**** Data supplied

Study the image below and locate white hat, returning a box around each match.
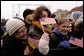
[6,19,25,36]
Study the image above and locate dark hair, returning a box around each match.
[51,14,56,18]
[23,9,33,19]
[34,6,51,21]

********

**Action item**
Leave the pictures out and write out every entry exactly as given.

**Answer space**
Study the image below and locate white hat, returning a box around each match.
[6,19,25,36]
Study the image above and locate dark hair, returning a box around each match.
[51,14,56,18]
[23,9,33,19]
[34,6,51,21]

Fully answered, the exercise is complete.